■ AIM OF THE EXERCISE: Could you write out each of the records below exactly?

■ INFORMATION GIVEN:
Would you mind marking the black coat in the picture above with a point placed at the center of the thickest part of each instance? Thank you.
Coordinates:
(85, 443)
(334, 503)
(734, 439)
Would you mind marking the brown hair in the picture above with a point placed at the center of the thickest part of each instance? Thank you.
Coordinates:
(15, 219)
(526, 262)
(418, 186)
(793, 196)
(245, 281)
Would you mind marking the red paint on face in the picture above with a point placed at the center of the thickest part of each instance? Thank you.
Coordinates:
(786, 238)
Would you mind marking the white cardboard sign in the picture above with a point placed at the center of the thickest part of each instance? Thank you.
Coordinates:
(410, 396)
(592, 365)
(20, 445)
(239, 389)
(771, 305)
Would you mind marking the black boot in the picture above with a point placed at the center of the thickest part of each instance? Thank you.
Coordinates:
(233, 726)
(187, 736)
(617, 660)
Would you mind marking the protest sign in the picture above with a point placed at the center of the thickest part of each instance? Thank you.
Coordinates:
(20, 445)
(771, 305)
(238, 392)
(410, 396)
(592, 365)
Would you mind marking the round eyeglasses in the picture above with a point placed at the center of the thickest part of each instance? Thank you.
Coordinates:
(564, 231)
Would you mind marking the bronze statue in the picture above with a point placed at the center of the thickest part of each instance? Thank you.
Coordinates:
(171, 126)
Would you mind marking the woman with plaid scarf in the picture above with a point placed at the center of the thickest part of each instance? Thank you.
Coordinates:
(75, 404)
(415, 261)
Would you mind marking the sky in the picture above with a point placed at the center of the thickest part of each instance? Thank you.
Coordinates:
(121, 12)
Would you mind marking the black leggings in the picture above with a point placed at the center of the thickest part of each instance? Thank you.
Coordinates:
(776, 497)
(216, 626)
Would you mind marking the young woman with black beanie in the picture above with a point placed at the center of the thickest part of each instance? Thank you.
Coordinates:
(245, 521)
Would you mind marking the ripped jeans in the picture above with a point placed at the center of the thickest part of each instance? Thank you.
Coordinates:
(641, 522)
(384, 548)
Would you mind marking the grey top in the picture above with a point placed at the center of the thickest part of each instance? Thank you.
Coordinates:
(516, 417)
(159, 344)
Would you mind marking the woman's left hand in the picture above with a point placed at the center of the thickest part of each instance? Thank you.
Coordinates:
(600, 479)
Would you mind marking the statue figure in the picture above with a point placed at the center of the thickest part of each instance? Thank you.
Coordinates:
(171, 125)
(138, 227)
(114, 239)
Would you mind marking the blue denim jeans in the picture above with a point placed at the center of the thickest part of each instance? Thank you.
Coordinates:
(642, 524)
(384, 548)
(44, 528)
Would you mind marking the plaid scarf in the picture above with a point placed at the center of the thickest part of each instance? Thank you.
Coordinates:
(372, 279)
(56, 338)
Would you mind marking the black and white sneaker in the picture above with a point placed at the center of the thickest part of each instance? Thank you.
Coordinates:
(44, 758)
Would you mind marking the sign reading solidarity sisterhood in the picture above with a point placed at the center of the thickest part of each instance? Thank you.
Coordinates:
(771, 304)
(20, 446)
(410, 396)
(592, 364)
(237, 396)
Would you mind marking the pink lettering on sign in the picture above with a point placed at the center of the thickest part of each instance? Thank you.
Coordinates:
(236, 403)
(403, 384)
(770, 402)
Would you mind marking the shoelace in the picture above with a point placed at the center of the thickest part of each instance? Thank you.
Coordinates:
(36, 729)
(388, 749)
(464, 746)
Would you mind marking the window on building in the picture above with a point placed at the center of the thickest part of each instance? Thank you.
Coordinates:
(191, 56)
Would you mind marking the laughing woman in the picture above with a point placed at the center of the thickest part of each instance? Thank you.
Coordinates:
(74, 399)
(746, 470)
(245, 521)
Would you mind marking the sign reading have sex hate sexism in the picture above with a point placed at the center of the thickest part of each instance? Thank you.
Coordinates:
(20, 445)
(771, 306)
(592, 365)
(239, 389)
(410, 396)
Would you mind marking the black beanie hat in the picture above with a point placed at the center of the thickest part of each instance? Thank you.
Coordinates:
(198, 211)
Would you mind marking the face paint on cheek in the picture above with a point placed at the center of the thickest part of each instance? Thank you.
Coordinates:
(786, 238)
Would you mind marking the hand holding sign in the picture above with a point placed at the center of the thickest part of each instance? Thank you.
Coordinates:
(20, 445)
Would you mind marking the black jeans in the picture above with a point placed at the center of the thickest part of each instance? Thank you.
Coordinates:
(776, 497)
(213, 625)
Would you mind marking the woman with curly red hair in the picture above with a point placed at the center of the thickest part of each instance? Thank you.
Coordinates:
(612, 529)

■ RESULT:
Would you mind marking the black coat in the picture above with a point placed at the center of the thickest part of each instance? Thank you.
Coordinates:
(85, 443)
(334, 503)
(734, 439)
Would you mind marking the brown hair in the picture above with a point placed at the center of the thickest part of each instance? Thank you.
Coordinates:
(15, 219)
(526, 262)
(418, 186)
(793, 196)
(245, 281)
Would you mind marking the red paint on face in the picture above with a point placed at the center of the thickest part of each instance? Thank you.
Coordinates:
(786, 238)
Would you mind marking the white cardboard sign in the picture above with a point placed at the center of the thickest part of each instance? Thank you.
Coordinates:
(410, 396)
(592, 365)
(20, 445)
(239, 389)
(771, 305)
Would you mind marking the black boot in the picture above with a point placed at the center of the thickest part of each instance? Thank you.
Coordinates:
(233, 726)
(187, 736)
(617, 660)
Would you mind marking the protest sign in the picture above with a point placed at the center of the thickest part of each instance? Thank you.
Coordinates:
(20, 445)
(771, 305)
(238, 392)
(410, 396)
(592, 365)
Would you mind marking the round eyeglasses in the picture above with a point placed at the center of the thickest part of each instance? Thank you.
Coordinates:
(564, 231)
Would you mind marking the bronze statue in the picture above with a point placed at the center of the thickest part of each instance? Thank you.
Coordinates:
(171, 126)
Would you mind marking the woman with plaid scarf in the picture above with a point placed at the center of the thickest part of each instance? Thank you.
Coordinates:
(75, 404)
(415, 261)
Would you mind marking the sky in the picture above with a point placed at the center of the thickest part of each instance? Thank you.
Coordinates:
(121, 12)
Would you mind marking the black leggings in the picture above with a point placed at the center of the thickest part of each instance? Thank you.
Coordinates:
(776, 497)
(216, 626)
Would you mind marking the young woman with black beanie in the picture above with a point placed at the center of the thickest part of each instance? Thank you.
Coordinates:
(245, 521)
Would you mind marking the ripped jeans in the picture above with a point placed at the center of the thickest part of each instance? Thank you.
Coordinates:
(641, 522)
(384, 548)
Would you mind marking the grey top in the picture above with a point placed at the center of the thickest part of each instance? Thank you.
Coordinates:
(516, 417)
(159, 344)
Would you mind marking the woman's left hand in the picture above with a point placed at the center of the thickest part of each instance? Thank you.
Coordinates:
(600, 479)
Would you mind marking the statue figure in the picture above with a point placed at the center of the thickest part of each instance? Thank you.
Coordinates:
(171, 125)
(138, 227)
(114, 239)
Would you mind marking the blue denim jeans in the picture above with a point placed at the center of the thickest part of each instance? Thank you.
Coordinates:
(642, 524)
(384, 548)
(44, 528)
Would you mind marking the plaid scarf in the picture above with a point placed at the center of the thickest part of each instance? Thank you.
Coordinates:
(372, 279)
(56, 338)
Would you mind marking the black and white sneaker in the picture above with a point placed at the center of the thickest part of each instance? Thank you.
Coordinates:
(44, 758)
Would you mind marking the sign reading solidarity sisterhood in the picture above with a point placed at the center of the thickest part of each instance? Thank you.
Coordinates:
(771, 304)
(20, 446)
(410, 396)
(592, 364)
(237, 396)
Would you mind marking the pink lettering on sign in the picture above with a point placed at the center of the thickest part of each instance? Thank you.
Coordinates:
(236, 403)
(403, 384)
(770, 402)
Would you mind marking the shoelace in the picture above with a point placed at the center of the thickest part of each instance? Thank you.
Coordinates:
(36, 729)
(388, 749)
(464, 746)
Would you mind marking the window on building in the picture above with a point placed at the center of the thickest part of each instance? Thank you.
Coordinates:
(191, 56)
Would you mind marking the laughing woman in the picture above with a point placed at the center of the thickest part of each instance? Thank you.
Coordinates:
(74, 399)
(746, 470)
(245, 521)
Would you mind marking the sign reading have sex hate sexism in the picture above with a point placed at the center of the thickest part of each instance? Thank you.
Coordinates:
(20, 445)
(771, 306)
(592, 365)
(239, 389)
(410, 396)
Would you mind marking the black beanie hat in the picture above with a point placed at the center of the thickest part of each instance? Thank you.
Coordinates:
(198, 211)
Would you mind marking the face paint on cheek in the picture above with a point placed at the center of the thickest part of each instance? Thank you.
Coordinates:
(786, 238)
Would you mind marking the hand holding sign in the picture above with a point placed at the center of the thickest part of each instance? Thank you.
Coordinates:
(20, 445)
Would you mind marking the black jeans in the picture above with a point placed at the center of the thickest part of each instance? Thank you.
Coordinates:
(776, 497)
(213, 625)
Would you mind marking the woman with curly red hair in the picture above with a point placed at the center of the thickest part of each instance? Thank you.
Coordinates:
(612, 529)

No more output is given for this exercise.